PROVIDED PASSAGE ::
By Jordan Loewen-Colón May 26th 2023
Psychedelic research labs across the country are deeply engaged in groundbreaking work involving the clinical trials of psychedelic-assisted therapies. These trials seek to gauge the safety and effectiveness of various psychedelic substances, including psilocybin, MDMA, LSD, Ketamine, and Cannabis. We were tasked with developing a predictive model using personality traits and focusing on 'precision' as the key performance indicator, aiming to minimize false positives for identifying potential trial participants. Many of these trails prefer a focused approach, favoring a smaller, more reliable group of participants who are genuinely likely to experiment with psychedelics rather than a larger group with unpredictable inclinations.
Our findings suggest that clinical trails should prioritize incorporating Oscore assessment into screening processes to improve predictions of psychedelic use, as higher scores often indicate an inclination towards such usage. Given the noticeable difference in average Oscores between psychedelic users (0.152) and non-users (-0.593), investigating Oscore's influence on the therapeutic effects of psychedelic-assisted therapies could yield valuable insights. And finally, the study should target those who've never used legal highs, nicotine, or cocaine as potential participants for psychedelic trials.
To make our recommendations, we analyzed the Drug Consumptions (UCI) from Kaggle. As stated on the original database:
- 1885 respondents
- 12 attributes per respondent
- Personality measurements which include: neuroticism (Nscore), extraversion (Escore), openness to experience (Oscore), agreeableness (Ascore), conscientiousness (Cscore), impulsivity (Impulsive), and sensation seeking (SS)
- Demographics like level of education, age, gender, country of residence, and ethnicity.
- 18 legal and illegal drugs: alcohol, amphetamines, amyl nitrite, benzodiazepine, cannabis, chocolate, cocaine, caffeine, crack, ecstasy, heroin, ketamine, legal highs, LSD, methadone, mushrooms, nicotine and volatile substance abuse and one fictitious drug (Semeron) which was introduced to identify over-claimers.
- "For each drug, they have to select one of the answers: never used the drug, used it over a decade ago, or in the last decade, year, month, week, or day."

EXTRACTED RECORDS ::
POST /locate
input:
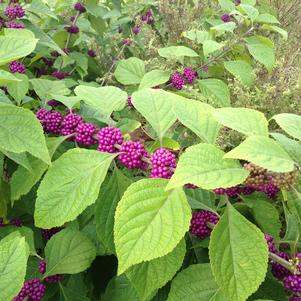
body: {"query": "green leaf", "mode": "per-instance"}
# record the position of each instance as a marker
(241, 70)
(23, 180)
(104, 100)
(7, 78)
(154, 78)
(175, 52)
(149, 276)
(68, 252)
(17, 126)
(290, 123)
(195, 283)
(264, 152)
(13, 47)
(68, 188)
(197, 117)
(292, 147)
(13, 258)
(215, 90)
(210, 46)
(106, 206)
(238, 255)
(247, 121)
(120, 289)
(156, 107)
(204, 165)
(265, 213)
(130, 71)
(149, 222)
(19, 89)
(262, 53)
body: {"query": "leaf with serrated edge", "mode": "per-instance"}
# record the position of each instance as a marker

EXERCISE TASKS ::
A) Using the psychedelic trial text, decide whether each statement agrees with it, answering yes or no and quoting the words that settle it: (i) The data covers 1885 respondents. (ii) The predictive model used recall as its key performance indicator. (iii) Non-users of psychedelics had a higher average Oscore than users.
B) Reproduce the psychedelic trial text between "To make our" and "residence, and ethnicity.", inclusive.
The listing has nothing to do with the psychedelic trial text.

ANSWERS BY ITEM NUMBER ::
A)
(i) Yes: "1885 respondents"
(ii) No: "focusing on 'precision' as the key performance indicator"
(iii) No: "psychedelic users (0.152) and non-users (-0.593)"

B)
To make our recommendations, we analyzed the Drug Consumptions (UCI) from Kaggle. As stated on the original database:
- 1885 respondents
- 12 attributes per respondent
- Personality measurements which include: neuroticism (Nscore), extraversion (Escore), openness to experience (Oscore), agreeableness (Ascore), conscientiousness (Cscore), impulsivity (Impulsive), and sensation seeking (SS)
- Demographics like level of education, age, gender, country of residence, and ethnicity.